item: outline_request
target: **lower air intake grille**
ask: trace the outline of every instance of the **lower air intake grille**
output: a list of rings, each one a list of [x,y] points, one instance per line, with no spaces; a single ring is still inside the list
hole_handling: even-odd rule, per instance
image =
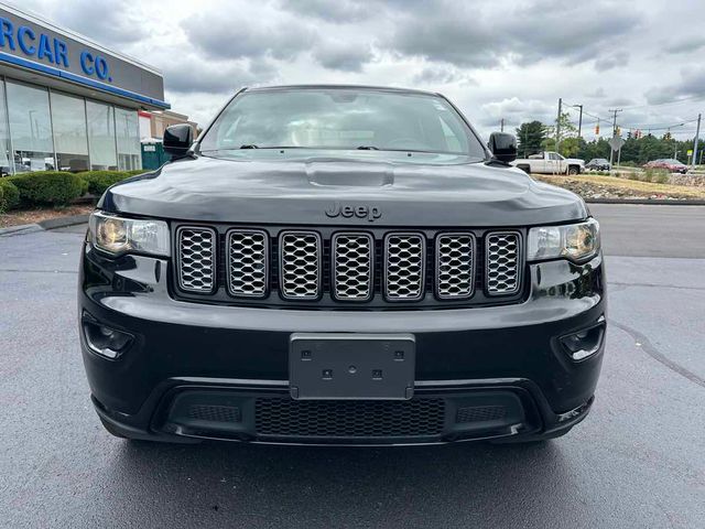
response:
[[[513,294],[519,290],[519,234],[492,233],[486,239],[487,292],[490,295]]]
[[[423,295],[425,239],[420,234],[390,234],[384,239],[384,295],[419,300]]]
[[[227,236],[228,291],[242,298],[262,298],[267,293],[267,234],[232,229]]]
[[[209,422],[241,422],[240,408],[231,406],[193,404],[188,408],[188,417]]]
[[[485,422],[497,421],[507,415],[507,408],[503,406],[478,406],[473,408],[459,408],[455,422]]]
[[[181,227],[178,287],[186,292],[213,292],[215,288],[216,233],[210,228]]]
[[[410,438],[440,435],[443,399],[291,400],[257,399],[258,435],[296,438]]]

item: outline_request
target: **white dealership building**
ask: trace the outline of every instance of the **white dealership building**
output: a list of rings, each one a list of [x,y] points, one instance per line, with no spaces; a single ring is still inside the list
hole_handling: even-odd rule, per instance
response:
[[[2,175],[140,169],[138,112],[167,108],[152,66],[0,3]]]

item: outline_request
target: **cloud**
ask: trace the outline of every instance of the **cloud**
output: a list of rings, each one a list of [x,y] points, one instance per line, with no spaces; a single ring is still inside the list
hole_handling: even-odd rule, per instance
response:
[[[585,94],[585,97],[589,97],[590,99],[601,99],[605,96],[605,88],[603,88],[601,86],[597,87],[593,91],[588,91],[587,94]]]
[[[477,85],[477,82],[463,71],[449,65],[426,65],[414,75],[414,83],[423,85]]]
[[[210,58],[236,60],[272,56],[292,60],[317,43],[313,28],[291,15],[269,17],[264,10],[252,18],[240,9],[209,11],[182,21],[187,39]]]
[[[533,121],[534,119],[547,123],[555,119],[557,101],[556,105],[551,105],[539,99],[522,100],[518,97],[511,97],[487,102],[480,107],[480,110],[482,111],[480,123],[484,126],[499,123],[502,118],[509,125]]]
[[[681,80],[670,85],[652,88],[646,94],[650,105],[661,105],[683,98],[705,98],[705,67],[681,71]]]
[[[372,52],[370,46],[364,43],[350,45],[349,42],[328,41],[317,46],[313,56],[329,69],[360,72],[362,65],[372,58]]]
[[[364,2],[352,0],[282,0],[282,9],[330,22],[349,23],[375,15]]]
[[[28,1],[28,0],[24,0]],[[139,4],[127,2],[111,2],[106,4],[96,0],[65,0],[62,2],[42,1],[29,9],[40,15],[50,17],[64,28],[84,34],[106,46],[118,50],[126,44],[143,40],[148,35],[148,28],[143,24]],[[24,7],[24,2],[19,2]]]
[[[386,44],[404,55],[459,67],[494,67],[502,60],[533,64],[560,58],[579,64],[598,58],[615,39],[640,24],[633,9],[604,1],[487,6],[435,0],[424,10],[427,15],[399,15]]]
[[[257,67],[247,61],[202,62],[194,56],[169,63],[163,69],[165,89],[177,94],[230,95],[243,86],[258,86],[273,82],[276,68],[258,62]]]

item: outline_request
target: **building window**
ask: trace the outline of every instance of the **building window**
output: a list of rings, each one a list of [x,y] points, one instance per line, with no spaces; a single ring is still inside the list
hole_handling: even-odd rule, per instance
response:
[[[52,91],[52,122],[59,171],[88,171],[88,136],[84,99]]]
[[[88,117],[90,169],[94,171],[117,170],[113,108],[96,101],[86,101],[86,114]]]
[[[118,137],[118,169],[120,171],[142,169],[137,111],[116,107],[115,128]]]
[[[4,100],[4,82],[0,79],[0,176],[12,174],[12,153],[10,152],[10,132]]]
[[[11,82],[7,82],[7,90],[14,171],[54,169],[48,91]]]

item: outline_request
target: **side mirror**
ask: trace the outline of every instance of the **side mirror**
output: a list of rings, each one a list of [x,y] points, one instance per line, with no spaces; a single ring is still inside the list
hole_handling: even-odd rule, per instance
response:
[[[164,131],[163,141],[165,152],[173,158],[182,158],[194,142],[194,130],[186,123],[172,125]]]
[[[517,160],[517,138],[507,132],[492,132],[489,137],[489,150],[500,162],[510,163]]]

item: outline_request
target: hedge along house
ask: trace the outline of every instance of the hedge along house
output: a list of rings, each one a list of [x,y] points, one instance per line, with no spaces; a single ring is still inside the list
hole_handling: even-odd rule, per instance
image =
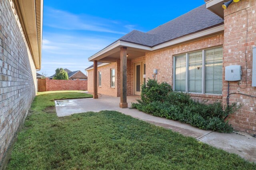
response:
[[[139,95],[150,78],[196,100],[226,104],[225,68],[239,65],[241,80],[229,82],[229,101],[244,106],[230,116],[230,123],[237,130],[256,130],[254,98],[244,95],[256,95],[252,82],[256,0],[233,2],[224,10],[227,0],[205,1],[148,32],[134,30],[89,57],[94,64],[86,70],[94,98],[98,92],[120,96],[120,106],[127,107],[126,95]]]
[[[36,95],[42,12],[42,0],[0,0],[0,169]]]

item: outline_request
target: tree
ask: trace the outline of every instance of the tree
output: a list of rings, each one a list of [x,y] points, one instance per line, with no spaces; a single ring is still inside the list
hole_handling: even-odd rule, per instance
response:
[[[46,76],[47,76],[47,74],[44,74],[43,72],[42,73],[42,78],[41,78],[41,79],[45,79],[46,78]]]
[[[66,71],[62,68],[58,68],[55,70],[55,76],[54,80],[68,80],[68,75]]]

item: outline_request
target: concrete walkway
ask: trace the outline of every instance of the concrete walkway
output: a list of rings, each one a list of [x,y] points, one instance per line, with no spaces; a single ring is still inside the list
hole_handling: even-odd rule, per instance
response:
[[[136,102],[140,96],[127,97],[128,107],[131,102]],[[86,98],[55,101],[57,115],[65,116],[87,111],[115,110],[146,121],[157,126],[170,129],[185,136],[195,138],[198,140],[231,153],[240,155],[251,162],[256,162],[256,138],[247,133],[239,132],[222,133],[200,129],[179,121],[174,121],[156,117],[136,109],[122,109],[119,107],[120,98],[99,95],[99,98]]]

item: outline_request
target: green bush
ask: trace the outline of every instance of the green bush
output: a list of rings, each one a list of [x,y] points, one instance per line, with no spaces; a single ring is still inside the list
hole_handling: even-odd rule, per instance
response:
[[[174,92],[166,82],[149,79],[142,87],[141,99],[132,107],[156,116],[179,120],[203,129],[230,133],[233,128],[224,119],[242,107],[233,103],[223,109],[220,102],[206,104],[193,100],[190,96]]]

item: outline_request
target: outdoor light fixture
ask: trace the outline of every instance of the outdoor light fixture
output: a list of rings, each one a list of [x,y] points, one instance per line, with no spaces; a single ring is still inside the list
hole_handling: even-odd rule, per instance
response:
[[[240,0],[230,0],[226,2],[224,2],[222,4],[222,8],[226,10],[228,8],[228,7],[229,5],[230,5],[232,2],[234,2],[235,3],[236,3],[239,2],[239,1],[240,1]]]
[[[226,9],[227,9],[228,7],[228,6],[229,6],[229,5],[230,5],[230,4],[232,3],[233,1],[233,0],[230,0],[229,1],[228,1],[226,2],[224,2],[223,4],[222,4],[222,8],[223,8],[224,10],[226,10]]]

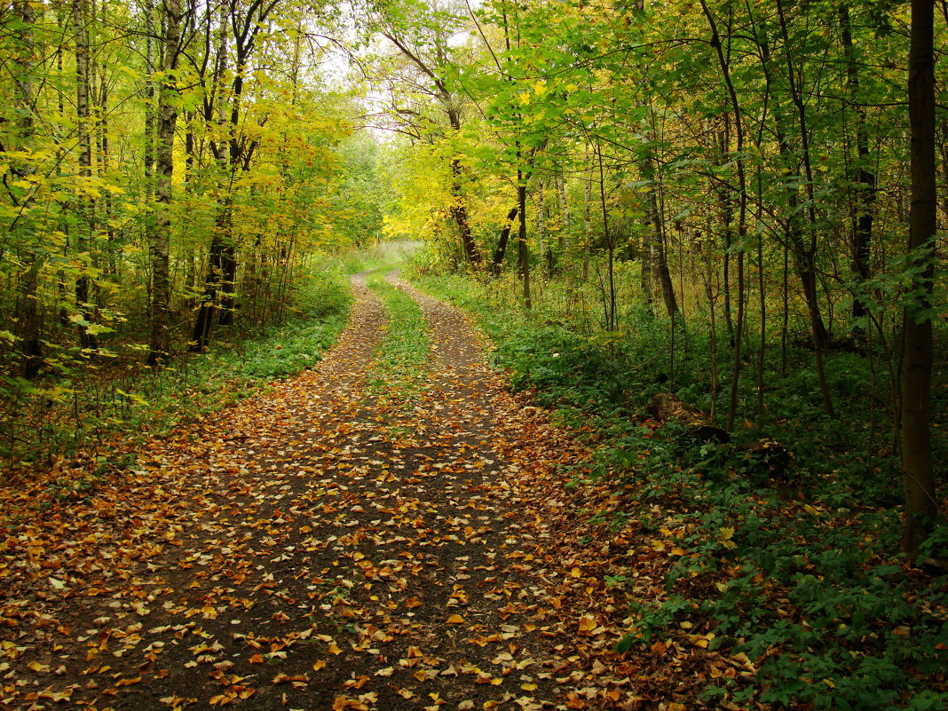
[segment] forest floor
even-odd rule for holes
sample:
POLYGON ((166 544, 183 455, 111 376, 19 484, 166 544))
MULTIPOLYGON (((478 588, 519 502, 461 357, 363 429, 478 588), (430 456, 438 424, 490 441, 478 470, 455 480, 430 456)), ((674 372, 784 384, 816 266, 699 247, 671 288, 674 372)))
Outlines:
POLYGON ((356 278, 314 370, 90 491, 6 487, 0 707, 681 711, 753 676, 697 629, 613 651, 680 554, 603 523, 583 446, 396 285, 429 330, 414 401, 367 385, 386 316, 356 278))

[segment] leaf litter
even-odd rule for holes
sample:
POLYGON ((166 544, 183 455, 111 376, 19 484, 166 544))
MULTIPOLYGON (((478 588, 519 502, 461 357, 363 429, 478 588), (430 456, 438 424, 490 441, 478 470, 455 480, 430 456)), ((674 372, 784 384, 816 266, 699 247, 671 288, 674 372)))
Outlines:
POLYGON ((386 317, 356 279, 315 370, 84 498, 3 491, 3 707, 676 711, 753 676, 699 625, 615 650, 676 552, 590 524, 625 504, 570 485, 585 447, 508 392, 462 314, 390 281, 429 327, 420 403, 367 391, 386 317))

Given problem
How many lines in the rows above contain the string "concrete"? Case counts. Reply with the number alone.

Result of this task
2